▶ _The exercise_: Copy the records below into a numbered list, omitting blank lines. Begin with the line that contains "Pin the woman's hand, one" and continue through the last line of the records.

▶ _Supplied records_:
>> begin
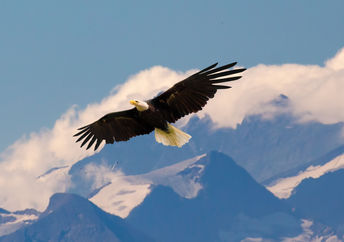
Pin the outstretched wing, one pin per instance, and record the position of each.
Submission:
(191, 95)
(118, 126)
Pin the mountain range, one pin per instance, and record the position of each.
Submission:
(266, 180)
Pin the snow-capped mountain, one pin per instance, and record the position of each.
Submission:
(120, 200)
(12, 221)
(230, 206)
(73, 218)
(206, 198)
(283, 187)
(264, 147)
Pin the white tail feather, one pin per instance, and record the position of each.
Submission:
(173, 137)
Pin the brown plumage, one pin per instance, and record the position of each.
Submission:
(185, 97)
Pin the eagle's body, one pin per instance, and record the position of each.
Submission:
(185, 97)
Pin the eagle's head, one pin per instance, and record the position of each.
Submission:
(140, 105)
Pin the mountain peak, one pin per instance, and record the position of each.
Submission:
(70, 217)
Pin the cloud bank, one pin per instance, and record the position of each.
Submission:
(315, 93)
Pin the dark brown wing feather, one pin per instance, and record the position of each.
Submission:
(191, 95)
(118, 126)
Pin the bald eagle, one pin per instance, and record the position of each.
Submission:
(187, 96)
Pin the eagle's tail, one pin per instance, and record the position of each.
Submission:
(173, 136)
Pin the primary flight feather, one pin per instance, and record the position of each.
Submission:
(187, 96)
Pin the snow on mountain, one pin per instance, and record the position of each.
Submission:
(11, 221)
(70, 217)
(122, 193)
(284, 187)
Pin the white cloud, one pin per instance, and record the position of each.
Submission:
(315, 93)
(284, 187)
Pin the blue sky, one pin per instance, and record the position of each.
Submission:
(55, 54)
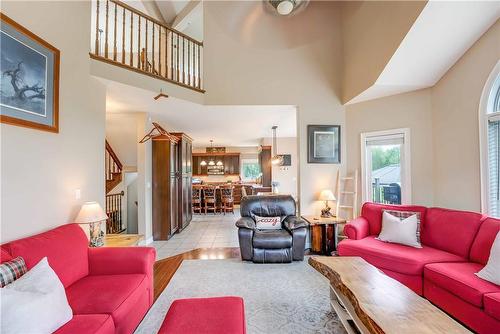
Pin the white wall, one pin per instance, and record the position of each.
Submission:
(40, 171)
(253, 58)
(286, 176)
(411, 110)
(455, 111)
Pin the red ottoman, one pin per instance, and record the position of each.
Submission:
(218, 315)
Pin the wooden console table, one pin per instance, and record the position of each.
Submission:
(122, 240)
(375, 303)
(324, 233)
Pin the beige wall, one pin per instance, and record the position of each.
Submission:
(410, 110)
(40, 171)
(253, 58)
(372, 31)
(455, 124)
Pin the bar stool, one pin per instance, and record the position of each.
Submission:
(210, 199)
(227, 199)
(196, 203)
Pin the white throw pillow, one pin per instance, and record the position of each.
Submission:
(400, 231)
(35, 303)
(491, 272)
(268, 223)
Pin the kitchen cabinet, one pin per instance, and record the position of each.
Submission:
(165, 177)
(185, 190)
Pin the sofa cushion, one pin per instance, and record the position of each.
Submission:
(66, 248)
(492, 304)
(213, 316)
(450, 230)
(373, 213)
(459, 279)
(89, 324)
(395, 257)
(480, 250)
(272, 239)
(4, 255)
(125, 297)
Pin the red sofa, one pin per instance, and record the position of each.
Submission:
(456, 244)
(109, 289)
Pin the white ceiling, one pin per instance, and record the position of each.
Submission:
(442, 33)
(226, 125)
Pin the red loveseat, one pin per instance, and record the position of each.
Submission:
(456, 244)
(109, 289)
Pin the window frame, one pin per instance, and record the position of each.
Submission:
(406, 192)
(487, 113)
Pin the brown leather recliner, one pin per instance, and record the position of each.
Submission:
(271, 246)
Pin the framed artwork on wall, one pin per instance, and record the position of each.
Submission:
(323, 144)
(29, 69)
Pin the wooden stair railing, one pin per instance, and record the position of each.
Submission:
(123, 36)
(113, 167)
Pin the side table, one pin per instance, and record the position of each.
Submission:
(122, 240)
(324, 233)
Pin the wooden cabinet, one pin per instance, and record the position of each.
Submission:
(231, 163)
(165, 177)
(185, 190)
(265, 165)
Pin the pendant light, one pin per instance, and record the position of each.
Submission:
(211, 162)
(276, 159)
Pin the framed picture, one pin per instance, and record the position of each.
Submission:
(323, 144)
(29, 69)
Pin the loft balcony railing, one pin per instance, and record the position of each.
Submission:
(123, 36)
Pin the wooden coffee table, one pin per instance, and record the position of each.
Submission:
(367, 299)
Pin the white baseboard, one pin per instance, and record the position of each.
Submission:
(146, 242)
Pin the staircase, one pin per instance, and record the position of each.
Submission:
(114, 169)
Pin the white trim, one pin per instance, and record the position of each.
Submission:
(146, 241)
(484, 105)
(405, 162)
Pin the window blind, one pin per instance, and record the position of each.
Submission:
(493, 167)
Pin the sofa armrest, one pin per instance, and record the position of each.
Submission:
(293, 222)
(358, 228)
(246, 222)
(121, 260)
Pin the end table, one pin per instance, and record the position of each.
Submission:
(324, 233)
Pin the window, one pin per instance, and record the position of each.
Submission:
(250, 169)
(385, 160)
(489, 129)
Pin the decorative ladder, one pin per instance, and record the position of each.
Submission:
(347, 197)
(114, 175)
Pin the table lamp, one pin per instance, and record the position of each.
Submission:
(91, 213)
(326, 195)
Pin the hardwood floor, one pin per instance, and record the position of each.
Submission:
(165, 269)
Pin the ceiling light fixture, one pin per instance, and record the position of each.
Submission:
(276, 159)
(284, 7)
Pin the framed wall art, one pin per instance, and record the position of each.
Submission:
(29, 69)
(323, 144)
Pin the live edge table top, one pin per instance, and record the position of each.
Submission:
(383, 304)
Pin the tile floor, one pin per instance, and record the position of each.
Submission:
(204, 231)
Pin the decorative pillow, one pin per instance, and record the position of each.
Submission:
(268, 223)
(405, 214)
(399, 231)
(34, 303)
(12, 270)
(491, 272)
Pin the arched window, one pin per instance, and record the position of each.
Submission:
(490, 144)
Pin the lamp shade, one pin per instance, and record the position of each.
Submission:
(91, 212)
(326, 195)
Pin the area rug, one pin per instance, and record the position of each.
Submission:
(279, 298)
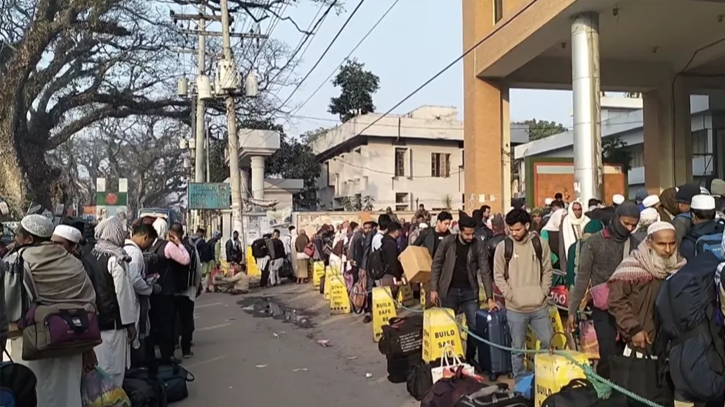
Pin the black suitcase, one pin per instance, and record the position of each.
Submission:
(493, 328)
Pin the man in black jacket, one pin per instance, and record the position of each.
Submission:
(457, 266)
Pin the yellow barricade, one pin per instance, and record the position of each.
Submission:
(554, 372)
(318, 270)
(558, 342)
(405, 296)
(383, 310)
(461, 318)
(252, 269)
(440, 330)
(339, 300)
(328, 279)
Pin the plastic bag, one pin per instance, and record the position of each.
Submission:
(98, 390)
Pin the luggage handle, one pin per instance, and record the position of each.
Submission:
(551, 341)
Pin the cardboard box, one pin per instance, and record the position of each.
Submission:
(416, 264)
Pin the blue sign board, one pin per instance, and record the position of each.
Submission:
(209, 195)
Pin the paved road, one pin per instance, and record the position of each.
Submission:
(245, 357)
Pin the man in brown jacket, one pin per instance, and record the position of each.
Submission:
(634, 285)
(524, 278)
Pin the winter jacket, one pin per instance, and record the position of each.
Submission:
(444, 265)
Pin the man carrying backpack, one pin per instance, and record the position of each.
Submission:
(523, 273)
(459, 262)
(706, 232)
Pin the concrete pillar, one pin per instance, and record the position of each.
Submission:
(588, 171)
(667, 136)
(485, 107)
(257, 177)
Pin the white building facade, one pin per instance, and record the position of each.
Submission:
(622, 118)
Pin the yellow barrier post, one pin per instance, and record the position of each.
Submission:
(318, 270)
(439, 331)
(339, 300)
(405, 296)
(252, 269)
(383, 310)
(558, 342)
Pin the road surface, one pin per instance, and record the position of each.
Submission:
(245, 356)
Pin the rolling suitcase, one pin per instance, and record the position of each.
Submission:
(493, 328)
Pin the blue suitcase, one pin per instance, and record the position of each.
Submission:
(493, 327)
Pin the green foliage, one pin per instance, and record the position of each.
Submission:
(614, 151)
(312, 135)
(357, 87)
(539, 129)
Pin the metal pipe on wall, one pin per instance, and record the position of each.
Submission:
(586, 85)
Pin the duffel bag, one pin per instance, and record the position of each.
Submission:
(402, 337)
(420, 380)
(495, 395)
(446, 392)
(145, 393)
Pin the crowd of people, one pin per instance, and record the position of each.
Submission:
(139, 288)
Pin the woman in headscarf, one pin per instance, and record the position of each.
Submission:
(572, 229)
(117, 313)
(537, 215)
(59, 278)
(303, 260)
(572, 257)
(668, 208)
(551, 234)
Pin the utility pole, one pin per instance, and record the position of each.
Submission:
(235, 174)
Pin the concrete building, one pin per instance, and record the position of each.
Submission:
(399, 160)
(667, 50)
(622, 118)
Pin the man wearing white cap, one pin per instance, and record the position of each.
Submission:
(617, 200)
(634, 284)
(68, 237)
(706, 232)
(652, 201)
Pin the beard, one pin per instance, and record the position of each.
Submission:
(664, 263)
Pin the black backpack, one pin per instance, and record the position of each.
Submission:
(402, 336)
(508, 254)
(259, 249)
(17, 385)
(691, 338)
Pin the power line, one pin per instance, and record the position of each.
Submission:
(323, 54)
(348, 56)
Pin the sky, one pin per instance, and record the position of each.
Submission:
(416, 40)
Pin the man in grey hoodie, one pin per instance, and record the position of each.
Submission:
(524, 279)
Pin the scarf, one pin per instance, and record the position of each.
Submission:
(110, 238)
(572, 229)
(640, 265)
(554, 222)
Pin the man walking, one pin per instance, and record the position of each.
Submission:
(457, 265)
(523, 273)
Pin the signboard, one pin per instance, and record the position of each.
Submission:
(205, 195)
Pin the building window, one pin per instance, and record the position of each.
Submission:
(400, 162)
(440, 165)
(497, 10)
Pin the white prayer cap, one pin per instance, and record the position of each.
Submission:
(703, 202)
(68, 233)
(649, 215)
(659, 226)
(651, 201)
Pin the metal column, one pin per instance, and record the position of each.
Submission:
(257, 177)
(588, 170)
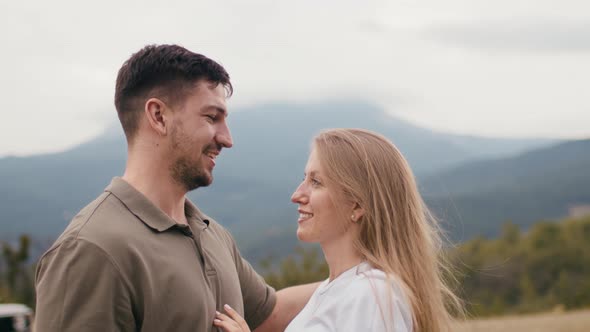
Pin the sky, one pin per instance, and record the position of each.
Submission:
(499, 68)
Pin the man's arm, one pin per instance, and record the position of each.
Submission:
(80, 289)
(290, 301)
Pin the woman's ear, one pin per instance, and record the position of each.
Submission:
(357, 213)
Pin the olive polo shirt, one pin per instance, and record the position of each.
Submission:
(123, 265)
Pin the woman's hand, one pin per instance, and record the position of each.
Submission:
(232, 322)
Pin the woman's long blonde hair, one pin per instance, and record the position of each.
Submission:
(398, 235)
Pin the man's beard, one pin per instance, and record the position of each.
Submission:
(190, 174)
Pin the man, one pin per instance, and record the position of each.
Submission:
(142, 257)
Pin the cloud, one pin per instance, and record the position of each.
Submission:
(515, 35)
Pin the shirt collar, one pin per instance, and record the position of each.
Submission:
(148, 213)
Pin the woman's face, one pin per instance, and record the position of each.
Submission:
(322, 211)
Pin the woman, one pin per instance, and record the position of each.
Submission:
(360, 202)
>> end
▶ _Exercise answer_:
1. Pin the woman's hand, one pin per instance, and record the position of each.
2. Submission:
3. (232, 322)
4. Pin the woman's long blonde hair, one pin per instance, and record the position of each.
5. Submission:
6. (398, 235)
7. Pin the man's beard, one pin per instance, and record the position of each.
8. Submission:
9. (190, 174)
10. Pin the man, one pin per instance, and record the position of each.
11. Submission:
12. (142, 257)
13. Pin the cloud, one pin per instance, and record the position of each.
14. Submission:
15. (515, 35)
16. Pin the shirt collar, one pin per instance, and record the position of each.
17. Submission:
18. (148, 213)
19. Pin the woman's face, one pin per instance, and record the position of each.
20. Submission:
21. (322, 211)
22. Pin the woman, one pin per instance, and record the position of each.
23. Submission:
24. (360, 202)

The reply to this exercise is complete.